====== Source ======
Think Alfred Hitchcock and sharp images flash to mind.
For Psycho viewers it’s the spectacle of Janet Leigh, wide-eyed before the rip of a knife down her shower curtain. For fans of The Birds it’s the instance when Tippi Hedron is slashed in the bedroom with razor-sharp beaks.
At the time of release most movie watchers agreed each image was gripping – for some, terrifying.
More powerful though is the fact that some 40-odd years since their creation the images remain haunting.
The reason is of course that Hitchcock’s movies are about much more than a collection of horrifying moments. Rather, it’s the complex fabric within which Hitchcock envelopes these scenes that is most responsible for the impact – visceral and lasting – of the scenes themselves.
And, it is this Hitchcock fabric that best defines the classic thriller film genre.
One of the most useful ways to examine this fabric is to view it through the matrix of Hitchcock’s “three realities”, a concept proposed by film analyst Jean Douchet.
In an effort to explain Hitchcock’s remarkable ability to fully engage his audience, Douchet suggests Hitchcock often strives to unveil reality in three ways.
====== Entries supplied ======
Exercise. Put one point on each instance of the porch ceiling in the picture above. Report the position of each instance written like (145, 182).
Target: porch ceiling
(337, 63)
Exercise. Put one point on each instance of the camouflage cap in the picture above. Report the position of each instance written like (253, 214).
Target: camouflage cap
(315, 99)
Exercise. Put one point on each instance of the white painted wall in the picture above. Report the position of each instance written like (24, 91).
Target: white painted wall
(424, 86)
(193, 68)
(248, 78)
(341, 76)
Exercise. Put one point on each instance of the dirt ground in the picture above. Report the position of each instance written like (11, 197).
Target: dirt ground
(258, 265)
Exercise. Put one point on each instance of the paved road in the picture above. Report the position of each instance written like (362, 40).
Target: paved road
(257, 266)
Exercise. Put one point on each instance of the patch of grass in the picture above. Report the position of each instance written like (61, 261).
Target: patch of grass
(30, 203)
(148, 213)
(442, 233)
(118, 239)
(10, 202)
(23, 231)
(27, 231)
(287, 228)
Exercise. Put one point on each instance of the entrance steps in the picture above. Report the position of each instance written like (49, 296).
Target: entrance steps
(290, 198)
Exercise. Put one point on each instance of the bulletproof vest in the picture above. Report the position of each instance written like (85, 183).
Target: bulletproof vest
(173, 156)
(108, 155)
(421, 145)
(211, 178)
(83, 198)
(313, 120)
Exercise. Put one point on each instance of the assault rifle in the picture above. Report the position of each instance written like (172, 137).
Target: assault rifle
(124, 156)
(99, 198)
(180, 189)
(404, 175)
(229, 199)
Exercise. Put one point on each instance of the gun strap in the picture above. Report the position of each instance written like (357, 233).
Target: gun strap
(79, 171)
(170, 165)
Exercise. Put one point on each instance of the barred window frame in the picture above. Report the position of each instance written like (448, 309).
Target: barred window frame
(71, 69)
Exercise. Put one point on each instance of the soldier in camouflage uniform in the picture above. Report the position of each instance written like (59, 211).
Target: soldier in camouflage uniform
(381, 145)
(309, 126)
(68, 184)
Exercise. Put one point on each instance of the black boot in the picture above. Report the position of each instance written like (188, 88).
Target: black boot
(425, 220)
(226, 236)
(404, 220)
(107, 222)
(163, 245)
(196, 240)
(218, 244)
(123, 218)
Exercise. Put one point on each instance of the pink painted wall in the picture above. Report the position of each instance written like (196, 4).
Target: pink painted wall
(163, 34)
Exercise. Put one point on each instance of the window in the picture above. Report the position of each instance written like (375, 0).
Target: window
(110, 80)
======
**Instructions**:
(a) Which film analyst proposed the concept of Hitchcock's "three realities," according to the Hitchcock passage?
(b) Render part of the listing as a JSON list of strings, with one string per line and blank lines omitted. Begin at the line of the listing that contains "Exercise. Put one point on each instance of the window" and continue through the final line of the listing.
The Hitchcock passage and the listing are unrelated materials.

**Complete answers**:
(a) Jean Douchet.

(b)
[
  "Exercise. Put one point on each instance of the window in the picture above. Report the position of each instance written like (375, 0).",
  "Target: window",
  "(110, 80)"
]